● Your assignment
Here is a set of records. Copy them all exactly.

● Supplied information
-- Opening Marker --

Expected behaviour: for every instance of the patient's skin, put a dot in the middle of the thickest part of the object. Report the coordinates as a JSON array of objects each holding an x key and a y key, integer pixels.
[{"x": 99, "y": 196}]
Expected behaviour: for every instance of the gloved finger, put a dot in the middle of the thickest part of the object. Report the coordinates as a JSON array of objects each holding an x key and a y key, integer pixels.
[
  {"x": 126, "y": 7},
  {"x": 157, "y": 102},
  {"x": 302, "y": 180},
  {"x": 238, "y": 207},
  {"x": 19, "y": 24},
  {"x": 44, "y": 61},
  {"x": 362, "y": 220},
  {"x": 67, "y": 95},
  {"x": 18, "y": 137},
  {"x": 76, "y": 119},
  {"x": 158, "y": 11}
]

-- Closing Marker --

● Response area
Expected behaviour: for every instance of the patient's skin, put a dot in the middle of the thickest part of the object. Report the coordinates as a JSON array of objects each holding an x key and a y key, integer pixels.
[{"x": 99, "y": 196}]
Expected behaviour: for every instance of the gloved finger, put a dot in the middle of the thickest part of the object. Report the coordinates as a JSON array of objects each holding an x key and a y key, integer pixels.
[
  {"x": 126, "y": 7},
  {"x": 157, "y": 102},
  {"x": 302, "y": 180},
  {"x": 238, "y": 207},
  {"x": 19, "y": 24},
  {"x": 44, "y": 61},
  {"x": 362, "y": 220},
  {"x": 67, "y": 95},
  {"x": 18, "y": 137},
  {"x": 76, "y": 119},
  {"x": 158, "y": 11}
]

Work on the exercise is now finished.